EXTRACT PROVIDED:
=-=-=-=-=
Show This Video to Anyone Who Still Thinks Gay Couples Can't Be Great Parents

Impact

They want to make dinosaurs come back to life, change gravity and invent a car that doesn't burn fuel. But given a chance, these 10-year-olds wouldn't change a thing about their families — yes, even being raised by gay parents. 

In a video filmed last year during the Imagine Children's Festival at London's South Bank Centre, interviewers asked a group of children about their hopes, dreams and family life. The results are heartwarming, and not because they're unusual; just the opposite, in fact. In interview after interview, the children make it clear how blissfully typical their home life is. Without ever coming out and saying so, the video is the perfect reubuttal for anyone who argues that gay parents are somehow worse for children than straight ones.

"Do you think your family is unusual?" the interviewer asks the kids. "No" is the common refrain. The message is simple: A loving family is a loving family no matter its color or shape, and kids simply don't care if they have two moms or two dads or something in between.

While their levels of awareness vary, some of the kids are also adorably proud of their parents. One boy sports a t-shirt reading "Some people are gay. Get over it." And that's his attitude toward his family as well. "Because my family's not awkward, it's just fine," the boy notes. "[The shirt] says, 'Get over it.' That's why I bought it."

Image Credit: YouTube

While there are now quite a few high-profile gay and lesbian families, raising children with same-sex partners is becoming more and more common, especially in the United States. As many as six million American children and adults have an LGBT parent, and many states now allow parents to apply for a joint or second-parent adoption. Mississippi has the highest percentage (26%) when it comes to same-sex couples raising biological, adopted or step-children, followed by Wyoming (25%), Alaska (23%), Idaho (22%), and Montana (22%) are next, according to research by the Williams Institute, a national think tank at the University of California, Los Angeles, School of Law.

Image Credit: The Williams Institute

With gay and lesbian parents increasingly becoming the new normal, it's a little incredible that some people continue to argue that sexual orientation has any bearing on one's ability to be a good parent.
=-=-=-=-=
DATA SECTION:
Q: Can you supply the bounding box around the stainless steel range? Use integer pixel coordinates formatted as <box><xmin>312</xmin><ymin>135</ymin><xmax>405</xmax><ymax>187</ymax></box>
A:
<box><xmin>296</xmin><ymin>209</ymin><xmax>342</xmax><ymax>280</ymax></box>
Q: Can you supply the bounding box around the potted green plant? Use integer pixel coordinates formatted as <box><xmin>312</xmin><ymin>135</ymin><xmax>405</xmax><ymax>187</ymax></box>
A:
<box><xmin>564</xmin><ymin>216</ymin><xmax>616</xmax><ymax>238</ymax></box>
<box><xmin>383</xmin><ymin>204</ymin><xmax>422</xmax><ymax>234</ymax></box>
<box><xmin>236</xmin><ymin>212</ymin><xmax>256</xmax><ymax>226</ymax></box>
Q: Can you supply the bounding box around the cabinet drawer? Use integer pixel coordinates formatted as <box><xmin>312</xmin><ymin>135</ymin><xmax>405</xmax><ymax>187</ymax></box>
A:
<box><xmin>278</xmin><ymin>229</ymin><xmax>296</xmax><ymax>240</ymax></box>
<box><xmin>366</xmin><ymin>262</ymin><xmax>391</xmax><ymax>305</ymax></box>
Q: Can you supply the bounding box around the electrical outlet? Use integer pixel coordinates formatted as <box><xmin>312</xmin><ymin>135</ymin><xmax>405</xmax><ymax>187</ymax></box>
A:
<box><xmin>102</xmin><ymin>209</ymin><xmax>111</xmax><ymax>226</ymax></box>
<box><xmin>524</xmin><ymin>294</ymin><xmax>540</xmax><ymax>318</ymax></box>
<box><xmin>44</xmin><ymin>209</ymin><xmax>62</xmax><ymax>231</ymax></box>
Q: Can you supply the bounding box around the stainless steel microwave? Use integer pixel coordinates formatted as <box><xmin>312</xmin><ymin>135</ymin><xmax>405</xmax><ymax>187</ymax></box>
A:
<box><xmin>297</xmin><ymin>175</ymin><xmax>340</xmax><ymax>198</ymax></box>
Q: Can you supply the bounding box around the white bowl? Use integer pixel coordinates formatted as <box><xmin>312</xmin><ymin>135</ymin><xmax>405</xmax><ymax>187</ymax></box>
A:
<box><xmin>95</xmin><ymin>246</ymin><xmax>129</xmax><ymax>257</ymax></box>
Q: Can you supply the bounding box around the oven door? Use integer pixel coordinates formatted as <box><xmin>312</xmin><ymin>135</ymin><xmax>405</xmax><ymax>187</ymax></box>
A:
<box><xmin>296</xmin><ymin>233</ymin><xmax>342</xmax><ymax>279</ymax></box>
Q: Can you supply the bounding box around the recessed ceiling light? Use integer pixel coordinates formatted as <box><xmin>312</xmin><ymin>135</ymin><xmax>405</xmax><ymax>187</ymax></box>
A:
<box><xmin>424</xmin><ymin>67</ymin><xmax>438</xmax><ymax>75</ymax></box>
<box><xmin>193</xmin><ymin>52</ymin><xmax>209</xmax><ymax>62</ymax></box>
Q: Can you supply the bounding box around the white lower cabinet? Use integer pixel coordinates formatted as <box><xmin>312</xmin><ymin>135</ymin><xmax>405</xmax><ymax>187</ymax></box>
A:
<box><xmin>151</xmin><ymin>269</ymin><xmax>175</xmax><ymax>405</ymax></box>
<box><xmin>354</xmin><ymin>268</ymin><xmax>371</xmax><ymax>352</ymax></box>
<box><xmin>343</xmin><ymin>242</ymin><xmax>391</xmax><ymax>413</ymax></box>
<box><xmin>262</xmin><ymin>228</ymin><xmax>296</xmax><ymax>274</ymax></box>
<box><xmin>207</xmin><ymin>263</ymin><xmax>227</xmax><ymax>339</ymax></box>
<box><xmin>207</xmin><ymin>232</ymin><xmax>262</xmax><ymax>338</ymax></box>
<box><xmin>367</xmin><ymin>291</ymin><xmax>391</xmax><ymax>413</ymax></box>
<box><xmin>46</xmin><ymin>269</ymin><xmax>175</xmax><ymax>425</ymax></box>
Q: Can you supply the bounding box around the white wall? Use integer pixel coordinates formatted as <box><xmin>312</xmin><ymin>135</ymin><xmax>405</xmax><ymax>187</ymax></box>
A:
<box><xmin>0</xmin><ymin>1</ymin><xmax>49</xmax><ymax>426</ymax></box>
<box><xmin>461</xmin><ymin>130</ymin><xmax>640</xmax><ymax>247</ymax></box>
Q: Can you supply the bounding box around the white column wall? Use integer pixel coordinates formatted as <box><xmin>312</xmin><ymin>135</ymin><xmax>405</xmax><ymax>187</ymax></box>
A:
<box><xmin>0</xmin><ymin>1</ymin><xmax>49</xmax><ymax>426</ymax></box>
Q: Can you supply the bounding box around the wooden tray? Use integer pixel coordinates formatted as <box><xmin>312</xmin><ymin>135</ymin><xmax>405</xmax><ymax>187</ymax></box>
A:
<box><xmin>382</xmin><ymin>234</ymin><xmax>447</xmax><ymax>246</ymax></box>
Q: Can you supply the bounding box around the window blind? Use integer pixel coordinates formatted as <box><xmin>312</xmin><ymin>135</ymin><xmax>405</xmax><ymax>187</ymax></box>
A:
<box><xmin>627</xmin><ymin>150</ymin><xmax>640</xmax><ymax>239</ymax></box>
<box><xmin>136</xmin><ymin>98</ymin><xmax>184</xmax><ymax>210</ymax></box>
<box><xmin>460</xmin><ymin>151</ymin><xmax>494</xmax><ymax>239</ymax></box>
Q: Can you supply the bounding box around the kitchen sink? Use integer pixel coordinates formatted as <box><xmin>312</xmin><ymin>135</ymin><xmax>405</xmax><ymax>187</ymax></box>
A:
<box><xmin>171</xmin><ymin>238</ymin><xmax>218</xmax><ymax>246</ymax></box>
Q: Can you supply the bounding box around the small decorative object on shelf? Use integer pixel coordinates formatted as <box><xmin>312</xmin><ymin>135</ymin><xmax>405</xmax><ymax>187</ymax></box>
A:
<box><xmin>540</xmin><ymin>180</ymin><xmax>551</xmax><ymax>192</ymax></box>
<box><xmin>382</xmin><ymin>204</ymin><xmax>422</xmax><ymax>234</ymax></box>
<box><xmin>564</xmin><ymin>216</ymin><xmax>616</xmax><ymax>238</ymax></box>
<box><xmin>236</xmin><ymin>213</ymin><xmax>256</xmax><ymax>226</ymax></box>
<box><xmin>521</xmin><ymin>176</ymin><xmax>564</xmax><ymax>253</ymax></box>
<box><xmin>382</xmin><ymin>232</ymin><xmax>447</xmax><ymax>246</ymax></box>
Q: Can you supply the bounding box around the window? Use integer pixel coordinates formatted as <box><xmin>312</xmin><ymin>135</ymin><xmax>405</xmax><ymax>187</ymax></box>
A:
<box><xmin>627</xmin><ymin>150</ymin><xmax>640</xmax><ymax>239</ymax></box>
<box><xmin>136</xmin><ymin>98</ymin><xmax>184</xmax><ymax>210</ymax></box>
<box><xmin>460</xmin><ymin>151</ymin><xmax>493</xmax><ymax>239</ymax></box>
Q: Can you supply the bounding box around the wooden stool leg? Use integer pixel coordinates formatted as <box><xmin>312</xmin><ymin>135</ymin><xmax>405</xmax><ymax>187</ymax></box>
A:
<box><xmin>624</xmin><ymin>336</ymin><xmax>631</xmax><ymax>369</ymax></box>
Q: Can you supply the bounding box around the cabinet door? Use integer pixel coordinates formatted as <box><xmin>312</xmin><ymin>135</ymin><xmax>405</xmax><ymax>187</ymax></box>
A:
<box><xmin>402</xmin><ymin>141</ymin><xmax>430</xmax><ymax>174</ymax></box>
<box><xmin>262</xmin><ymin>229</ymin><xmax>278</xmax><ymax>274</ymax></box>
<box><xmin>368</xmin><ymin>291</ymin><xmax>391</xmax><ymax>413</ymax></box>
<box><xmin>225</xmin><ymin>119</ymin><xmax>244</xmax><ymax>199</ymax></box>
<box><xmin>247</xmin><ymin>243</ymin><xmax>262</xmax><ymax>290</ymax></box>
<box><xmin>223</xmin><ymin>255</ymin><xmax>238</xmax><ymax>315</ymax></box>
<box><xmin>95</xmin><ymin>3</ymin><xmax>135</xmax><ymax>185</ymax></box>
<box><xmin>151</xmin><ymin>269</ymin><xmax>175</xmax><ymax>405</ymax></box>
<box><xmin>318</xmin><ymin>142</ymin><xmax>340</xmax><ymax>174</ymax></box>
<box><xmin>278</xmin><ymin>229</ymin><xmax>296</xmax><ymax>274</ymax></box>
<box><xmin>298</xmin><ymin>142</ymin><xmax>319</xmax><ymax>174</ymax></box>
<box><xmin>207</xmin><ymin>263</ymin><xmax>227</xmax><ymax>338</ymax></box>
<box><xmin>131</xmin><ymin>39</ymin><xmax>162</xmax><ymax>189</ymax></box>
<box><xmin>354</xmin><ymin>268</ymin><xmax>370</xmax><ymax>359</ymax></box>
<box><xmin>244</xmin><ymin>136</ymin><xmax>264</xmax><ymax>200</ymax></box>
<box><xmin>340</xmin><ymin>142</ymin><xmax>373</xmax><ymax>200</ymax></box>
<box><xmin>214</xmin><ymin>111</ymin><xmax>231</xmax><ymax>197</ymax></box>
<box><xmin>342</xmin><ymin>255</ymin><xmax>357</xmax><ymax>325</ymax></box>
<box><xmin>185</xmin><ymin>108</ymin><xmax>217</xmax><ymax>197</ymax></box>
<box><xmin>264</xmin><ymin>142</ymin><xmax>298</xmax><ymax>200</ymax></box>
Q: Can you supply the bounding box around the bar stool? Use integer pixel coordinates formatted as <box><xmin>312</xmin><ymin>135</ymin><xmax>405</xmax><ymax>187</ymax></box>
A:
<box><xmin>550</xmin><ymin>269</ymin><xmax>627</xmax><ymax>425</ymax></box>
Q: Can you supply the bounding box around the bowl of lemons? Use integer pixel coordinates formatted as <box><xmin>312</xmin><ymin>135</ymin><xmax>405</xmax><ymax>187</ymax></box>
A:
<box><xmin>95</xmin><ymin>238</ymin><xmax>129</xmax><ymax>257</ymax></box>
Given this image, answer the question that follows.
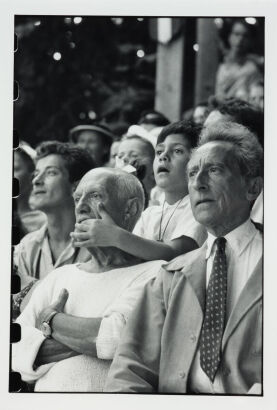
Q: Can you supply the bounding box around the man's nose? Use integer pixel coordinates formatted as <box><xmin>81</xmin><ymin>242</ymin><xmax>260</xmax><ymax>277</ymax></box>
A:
<box><xmin>193</xmin><ymin>171</ymin><xmax>208</xmax><ymax>191</ymax></box>
<box><xmin>75</xmin><ymin>196</ymin><xmax>90</xmax><ymax>215</ymax></box>
<box><xmin>32</xmin><ymin>172</ymin><xmax>44</xmax><ymax>186</ymax></box>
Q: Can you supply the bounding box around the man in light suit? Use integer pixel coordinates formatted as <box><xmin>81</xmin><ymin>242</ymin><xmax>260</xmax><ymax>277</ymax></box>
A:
<box><xmin>105</xmin><ymin>123</ymin><xmax>263</xmax><ymax>394</ymax></box>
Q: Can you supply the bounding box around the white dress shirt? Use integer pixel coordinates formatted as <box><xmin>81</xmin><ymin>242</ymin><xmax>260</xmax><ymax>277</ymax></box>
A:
<box><xmin>189</xmin><ymin>219</ymin><xmax>263</xmax><ymax>393</ymax></box>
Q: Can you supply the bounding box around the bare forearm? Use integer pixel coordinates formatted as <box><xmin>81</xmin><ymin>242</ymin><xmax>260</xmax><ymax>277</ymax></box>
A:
<box><xmin>51</xmin><ymin>313</ymin><xmax>102</xmax><ymax>356</ymax></box>
<box><xmin>114</xmin><ymin>228</ymin><xmax>198</xmax><ymax>260</ymax></box>
<box><xmin>34</xmin><ymin>339</ymin><xmax>80</xmax><ymax>367</ymax></box>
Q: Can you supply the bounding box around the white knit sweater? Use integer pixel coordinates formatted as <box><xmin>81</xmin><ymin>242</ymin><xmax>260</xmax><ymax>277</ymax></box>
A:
<box><xmin>12</xmin><ymin>261</ymin><xmax>163</xmax><ymax>392</ymax></box>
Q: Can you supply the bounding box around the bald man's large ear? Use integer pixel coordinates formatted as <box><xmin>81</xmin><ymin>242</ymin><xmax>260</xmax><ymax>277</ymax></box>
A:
<box><xmin>125</xmin><ymin>198</ymin><xmax>140</xmax><ymax>219</ymax></box>
<box><xmin>246</xmin><ymin>177</ymin><xmax>263</xmax><ymax>202</ymax></box>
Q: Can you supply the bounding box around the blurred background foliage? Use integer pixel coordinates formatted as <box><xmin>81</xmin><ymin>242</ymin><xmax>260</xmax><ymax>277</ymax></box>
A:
<box><xmin>14</xmin><ymin>16</ymin><xmax>156</xmax><ymax>145</ymax></box>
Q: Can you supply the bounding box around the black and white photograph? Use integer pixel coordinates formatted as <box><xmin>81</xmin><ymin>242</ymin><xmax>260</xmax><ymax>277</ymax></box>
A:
<box><xmin>0</xmin><ymin>0</ymin><xmax>276</xmax><ymax>409</ymax></box>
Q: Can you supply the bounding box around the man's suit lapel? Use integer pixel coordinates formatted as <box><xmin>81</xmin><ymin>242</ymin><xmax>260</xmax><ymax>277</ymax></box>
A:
<box><xmin>164</xmin><ymin>243</ymin><xmax>207</xmax><ymax>312</ymax></box>
<box><xmin>222</xmin><ymin>258</ymin><xmax>263</xmax><ymax>349</ymax></box>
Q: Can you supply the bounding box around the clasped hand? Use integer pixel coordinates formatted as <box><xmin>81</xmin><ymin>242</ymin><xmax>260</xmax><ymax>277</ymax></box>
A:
<box><xmin>70</xmin><ymin>203</ymin><xmax>118</xmax><ymax>248</ymax></box>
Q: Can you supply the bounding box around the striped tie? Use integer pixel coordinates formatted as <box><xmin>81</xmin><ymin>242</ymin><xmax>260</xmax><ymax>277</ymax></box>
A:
<box><xmin>200</xmin><ymin>238</ymin><xmax>227</xmax><ymax>382</ymax></box>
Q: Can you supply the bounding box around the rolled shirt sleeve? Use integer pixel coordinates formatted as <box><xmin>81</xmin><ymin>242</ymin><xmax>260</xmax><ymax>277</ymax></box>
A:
<box><xmin>12</xmin><ymin>274</ymin><xmax>57</xmax><ymax>382</ymax></box>
<box><xmin>96</xmin><ymin>261</ymin><xmax>162</xmax><ymax>360</ymax></box>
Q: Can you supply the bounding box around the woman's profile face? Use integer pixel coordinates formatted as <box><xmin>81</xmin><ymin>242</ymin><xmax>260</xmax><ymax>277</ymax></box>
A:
<box><xmin>229</xmin><ymin>22</ymin><xmax>250</xmax><ymax>54</ymax></box>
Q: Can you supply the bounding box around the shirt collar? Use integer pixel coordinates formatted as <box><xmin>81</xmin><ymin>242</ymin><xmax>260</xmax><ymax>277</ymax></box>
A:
<box><xmin>206</xmin><ymin>218</ymin><xmax>257</xmax><ymax>259</ymax></box>
<box><xmin>35</xmin><ymin>223</ymin><xmax>48</xmax><ymax>244</ymax></box>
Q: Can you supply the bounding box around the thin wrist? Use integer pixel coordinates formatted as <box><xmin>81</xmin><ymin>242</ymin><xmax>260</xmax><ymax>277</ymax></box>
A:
<box><xmin>113</xmin><ymin>227</ymin><xmax>128</xmax><ymax>249</ymax></box>
<box><xmin>51</xmin><ymin>312</ymin><xmax>61</xmax><ymax>336</ymax></box>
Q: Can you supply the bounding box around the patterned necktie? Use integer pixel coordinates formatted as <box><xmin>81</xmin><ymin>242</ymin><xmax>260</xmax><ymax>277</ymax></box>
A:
<box><xmin>200</xmin><ymin>238</ymin><xmax>227</xmax><ymax>382</ymax></box>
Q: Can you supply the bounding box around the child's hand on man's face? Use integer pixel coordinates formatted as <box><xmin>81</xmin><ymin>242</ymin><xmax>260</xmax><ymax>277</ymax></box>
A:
<box><xmin>70</xmin><ymin>203</ymin><xmax>117</xmax><ymax>248</ymax></box>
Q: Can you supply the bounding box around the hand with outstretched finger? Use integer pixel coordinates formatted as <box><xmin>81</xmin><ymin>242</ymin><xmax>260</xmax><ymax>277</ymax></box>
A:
<box><xmin>36</xmin><ymin>289</ymin><xmax>69</xmax><ymax>329</ymax></box>
<box><xmin>70</xmin><ymin>203</ymin><xmax>118</xmax><ymax>248</ymax></box>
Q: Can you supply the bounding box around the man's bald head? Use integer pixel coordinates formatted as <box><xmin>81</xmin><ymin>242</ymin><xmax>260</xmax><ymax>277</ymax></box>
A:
<box><xmin>74</xmin><ymin>168</ymin><xmax>145</xmax><ymax>231</ymax></box>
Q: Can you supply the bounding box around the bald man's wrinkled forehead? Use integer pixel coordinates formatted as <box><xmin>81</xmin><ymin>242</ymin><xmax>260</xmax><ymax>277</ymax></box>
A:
<box><xmin>188</xmin><ymin>141</ymin><xmax>238</xmax><ymax>172</ymax></box>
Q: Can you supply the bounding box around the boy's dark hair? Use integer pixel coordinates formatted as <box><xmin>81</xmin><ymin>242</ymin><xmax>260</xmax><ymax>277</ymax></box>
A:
<box><xmin>138</xmin><ymin>110</ymin><xmax>169</xmax><ymax>127</ymax></box>
<box><xmin>194</xmin><ymin>101</ymin><xmax>209</xmax><ymax>110</ymax></box>
<box><xmin>121</xmin><ymin>135</ymin><xmax>155</xmax><ymax>161</ymax></box>
<box><xmin>207</xmin><ymin>97</ymin><xmax>264</xmax><ymax>147</ymax></box>
<box><xmin>157</xmin><ymin>121</ymin><xmax>202</xmax><ymax>148</ymax></box>
<box><xmin>36</xmin><ymin>141</ymin><xmax>95</xmax><ymax>183</ymax></box>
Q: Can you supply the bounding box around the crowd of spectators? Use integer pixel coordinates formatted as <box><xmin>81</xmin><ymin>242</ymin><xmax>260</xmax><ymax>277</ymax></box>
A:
<box><xmin>12</xmin><ymin>16</ymin><xmax>264</xmax><ymax>394</ymax></box>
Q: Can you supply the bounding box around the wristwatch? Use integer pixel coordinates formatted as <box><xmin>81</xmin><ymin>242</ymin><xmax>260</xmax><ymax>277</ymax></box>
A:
<box><xmin>40</xmin><ymin>310</ymin><xmax>59</xmax><ymax>339</ymax></box>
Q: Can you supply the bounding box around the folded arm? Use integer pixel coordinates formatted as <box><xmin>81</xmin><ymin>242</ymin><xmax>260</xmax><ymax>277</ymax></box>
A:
<box><xmin>49</xmin><ymin>313</ymin><xmax>102</xmax><ymax>357</ymax></box>
<box><xmin>71</xmin><ymin>220</ymin><xmax>198</xmax><ymax>261</ymax></box>
<box><xmin>104</xmin><ymin>275</ymin><xmax>170</xmax><ymax>393</ymax></box>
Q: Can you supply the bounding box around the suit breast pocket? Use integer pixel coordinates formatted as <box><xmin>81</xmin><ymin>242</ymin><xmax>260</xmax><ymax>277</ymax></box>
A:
<box><xmin>252</xmin><ymin>303</ymin><xmax>263</xmax><ymax>356</ymax></box>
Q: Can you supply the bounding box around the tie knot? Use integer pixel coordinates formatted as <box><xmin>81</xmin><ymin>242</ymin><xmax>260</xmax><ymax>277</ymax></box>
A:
<box><xmin>214</xmin><ymin>237</ymin><xmax>226</xmax><ymax>252</ymax></box>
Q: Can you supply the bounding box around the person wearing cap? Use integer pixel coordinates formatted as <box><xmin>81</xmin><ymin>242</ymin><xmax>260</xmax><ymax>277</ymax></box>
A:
<box><xmin>13</xmin><ymin>141</ymin><xmax>46</xmax><ymax>237</ymax></box>
<box><xmin>138</xmin><ymin>110</ymin><xmax>169</xmax><ymax>131</ymax></box>
<box><xmin>69</xmin><ymin>124</ymin><xmax>114</xmax><ymax>167</ymax></box>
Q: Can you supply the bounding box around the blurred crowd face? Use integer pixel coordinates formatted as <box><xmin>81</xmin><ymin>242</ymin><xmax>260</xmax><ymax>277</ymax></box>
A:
<box><xmin>76</xmin><ymin>130</ymin><xmax>109</xmax><ymax>167</ymax></box>
<box><xmin>249</xmin><ymin>84</ymin><xmax>264</xmax><ymax>111</ymax></box>
<box><xmin>188</xmin><ymin>141</ymin><xmax>250</xmax><ymax>235</ymax></box>
<box><xmin>203</xmin><ymin>110</ymin><xmax>227</xmax><ymax>127</ymax></box>
<box><xmin>109</xmin><ymin>141</ymin><xmax>120</xmax><ymax>168</ymax></box>
<box><xmin>229</xmin><ymin>22</ymin><xmax>250</xmax><ymax>54</ymax></box>
<box><xmin>153</xmin><ymin>134</ymin><xmax>190</xmax><ymax>193</ymax></box>
<box><xmin>117</xmin><ymin>138</ymin><xmax>155</xmax><ymax>192</ymax></box>
<box><xmin>13</xmin><ymin>151</ymin><xmax>32</xmax><ymax>195</ymax></box>
<box><xmin>140</xmin><ymin>122</ymin><xmax>157</xmax><ymax>132</ymax></box>
<box><xmin>32</xmin><ymin>154</ymin><xmax>73</xmax><ymax>213</ymax></box>
<box><xmin>193</xmin><ymin>105</ymin><xmax>208</xmax><ymax>125</ymax></box>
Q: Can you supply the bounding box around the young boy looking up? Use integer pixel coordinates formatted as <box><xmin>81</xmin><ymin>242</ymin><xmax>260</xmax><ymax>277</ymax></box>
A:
<box><xmin>72</xmin><ymin>121</ymin><xmax>206</xmax><ymax>260</ymax></box>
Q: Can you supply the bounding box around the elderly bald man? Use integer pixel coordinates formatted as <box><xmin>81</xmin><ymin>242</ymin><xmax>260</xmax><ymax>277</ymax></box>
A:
<box><xmin>12</xmin><ymin>168</ymin><xmax>162</xmax><ymax>392</ymax></box>
<box><xmin>105</xmin><ymin>123</ymin><xmax>263</xmax><ymax>394</ymax></box>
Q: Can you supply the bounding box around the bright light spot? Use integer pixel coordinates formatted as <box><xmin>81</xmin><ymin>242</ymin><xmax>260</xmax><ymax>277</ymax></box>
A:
<box><xmin>112</xmin><ymin>17</ymin><xmax>123</xmax><ymax>26</ymax></box>
<box><xmin>73</xmin><ymin>17</ymin><xmax>83</xmax><ymax>24</ymax></box>
<box><xmin>137</xmin><ymin>50</ymin><xmax>145</xmax><ymax>58</ymax></box>
<box><xmin>88</xmin><ymin>111</ymin><xmax>96</xmax><ymax>120</ymax></box>
<box><xmin>245</xmin><ymin>17</ymin><xmax>257</xmax><ymax>24</ymax></box>
<box><xmin>214</xmin><ymin>18</ymin><xmax>223</xmax><ymax>28</ymax></box>
<box><xmin>53</xmin><ymin>51</ymin><xmax>62</xmax><ymax>61</ymax></box>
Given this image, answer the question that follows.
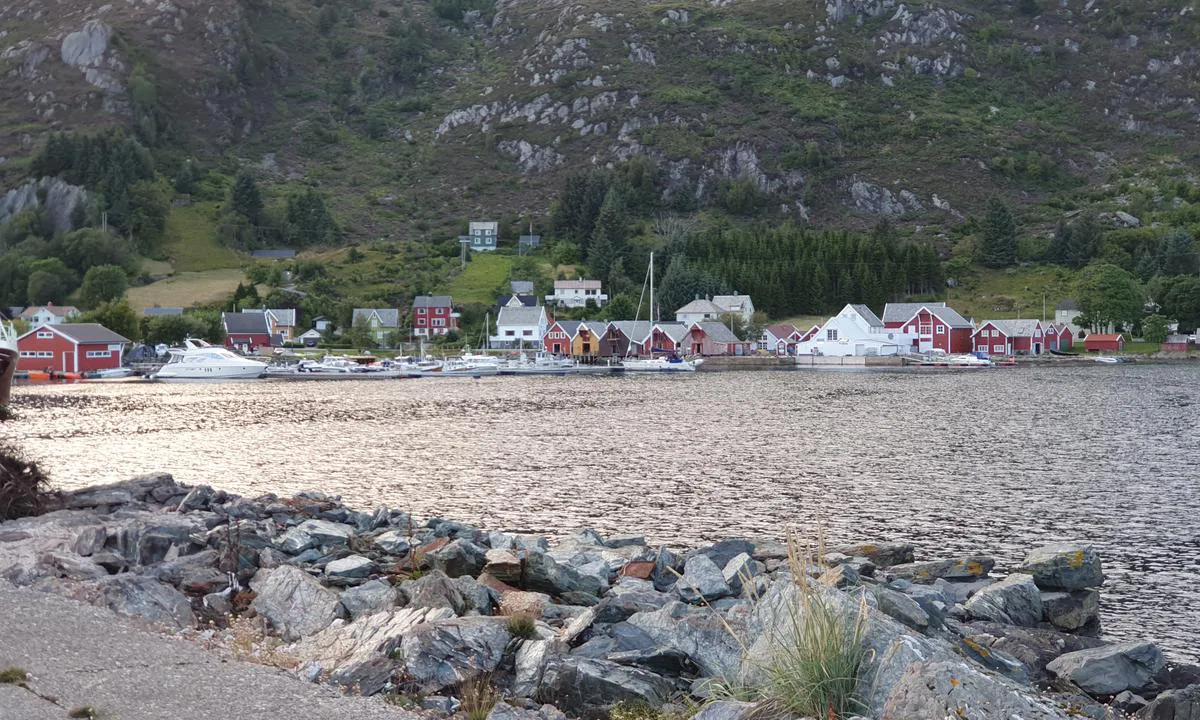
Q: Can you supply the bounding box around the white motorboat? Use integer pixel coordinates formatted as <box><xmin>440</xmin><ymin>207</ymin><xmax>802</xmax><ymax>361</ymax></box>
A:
<box><xmin>152</xmin><ymin>337</ymin><xmax>266</xmax><ymax>380</ymax></box>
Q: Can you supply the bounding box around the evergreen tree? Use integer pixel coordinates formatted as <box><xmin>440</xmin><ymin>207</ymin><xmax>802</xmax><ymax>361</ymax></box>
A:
<box><xmin>983</xmin><ymin>198</ymin><xmax>1016</xmax><ymax>268</ymax></box>
<box><xmin>229</xmin><ymin>170</ymin><xmax>263</xmax><ymax>224</ymax></box>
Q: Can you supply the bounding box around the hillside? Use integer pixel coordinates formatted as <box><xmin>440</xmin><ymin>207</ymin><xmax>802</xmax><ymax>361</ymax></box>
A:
<box><xmin>0</xmin><ymin>0</ymin><xmax>1200</xmax><ymax>328</ymax></box>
=-=-=-=-=
THE PROBLEM: Extend the article on children raised by gay parents, picking up after its last sentence. None of the entries are needed for this work.

ANSWER AREA:
Sadly, some conservatives have continued to give voice to this idea, including U.S. Supreme Court Justice Antonin Scalia, who brought up the topic during arguments relating to Proposition 8. "There's considerable disagreement among sociologists as to what the consequences are of raising a child in a … single-sex family, whether that is harmful to the child or not," Scalia said at the time.

No disrespect to Justice Scalia, but in fact, the anecdotal evidence of this video aside, research heavily supports the idea that gay parents are just as fit as their straight counterparts. Writing in a report published by the American Academy of Pediatrics, for example, the authors note that science consistently shows absolutely no reason to give credence to such claims:

Extensive data available from more than 30 years of research reveal that children raised by gay and lesbian parents have demonstrated resilience with regard to social, psychological and sexual health, despite economic and legal disparities and social stigma. Many studies have demonstrated that children's well-being is affected much more by their relationships with their parents, their parents' sense of competence and security, and the presence of social and economic support for the family than by the gender or the sexual orientation of their parents.

So, what would make a family truly unusual, according to these kids?

"We're all normal, unless you could fly or had a long nose," one child tells the interviewer. It's pretty hard to argue with that.